Work to do —
Decide whether each statement below agrees with the text on thermal inkjet printheads. Answer yes or no for each, quoting the words of the text that settle it. (a) The substrate layer holds heater elements such as resistors. (b) U.S. Pat. No. 6,860,585 raises print speed while also giving higher resolution. (c) Print resolution depends on how closely adjacent orifices and heating resistors are spaced.

Selected extract —
Inkjet printing mechanisms are used in a variety of different products. The function of the printhead is to eject minute ink drops, disposed from the orifices, onto a sheet of printing medium. To print an image, the printhead is mounted to a carriage in the printer. The carriage traverses over the surface of a blank sheet of printing medium, and the printhead is controlled to eject drops of ink at appropriate times pursuant to commands from a microcomputer or other controller. In this manner, the pattern of the desired images or texts are formed by ejecting ink drops onto print medium.
There are several ink drop ejection mechanisms that are known such as thermal inkjet technology, piezoelectrical inkjet technology and so forth. Here we implemented the thermal inkjet technology in the patent application. In a general thermal inkjet system, a barrier layer containing ink channels and vaporization chambers are formed in between a nozzle orifice plate layer and a substrate layer. This substrate layer typically contains arrays of heater elements, such as resistors, which are electrically connected to firing circuits respectively where will describe it later and resistors are selectively energized to heat ink within the vaporization chambers. Upon heating, an ink droplet is ejected from a nozzle associated with the energized resistor.
In recent years, research has been conducted in order to increase the degree of print resolution, print speed, and quality of thermal inkjet printing systems. Print resolution depends on the spacing of the adjacent ink-ejecting orifices and the adjacent heating resistors formed on the printhead substrate which means more ejection orifices disposed on the printhead substrate in the same area having higher resolution. Modern circuit fabrication techniques allow the placement of substantial numbers of resistors on a single printhead substrate. Specifically, an increasingly large number of resistors require a correspondingly large number of interconnection pads, leads, and the like. This increase in components and interconnect causes greater manufacturing/production costs, and increases the probability that defects will occur during the manufacturing process. U.S. Pat. No. 5,635,968 provides a special arrangement and driving method for the nozzle to solve the above problem.
U.S. Pat. No. 5,638,101 provides up to 600 dots per inch printing resolution in a single pass of during printing and the firing elements is arranged in 2 arrays.
To increase the print speed, U.S. Pat. No. 6,860,585 provides a different arrangement of the nozzle, but with lower resolution. As depicted in
Therefore, there is a need to improve the print resolution and print speed at the same time.
According to the present invention, the print speed and the resolution can be improved at the same time. According to an embodiment of the present invention, the crosstalk of the firing signals of nozzles is eliminated.

Data extract —
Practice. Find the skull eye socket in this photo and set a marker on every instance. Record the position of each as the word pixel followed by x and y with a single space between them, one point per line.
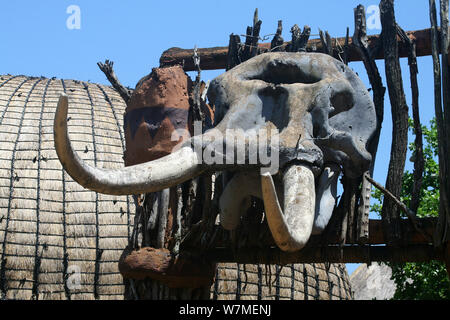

Finished answer —
(a) Yes: "This substrate layer typically contains arrays of heater elements, such as resistors"
(b) No: "U.S. Pat. No. 6,860,585 provides a different arrangement of the nozzle, but with lower resolution"
(c) Yes: "Print resolution depends on the spacing of the adjacent ink-ejecting orifices and the adjacent heating resistors formed on the printhead substrate"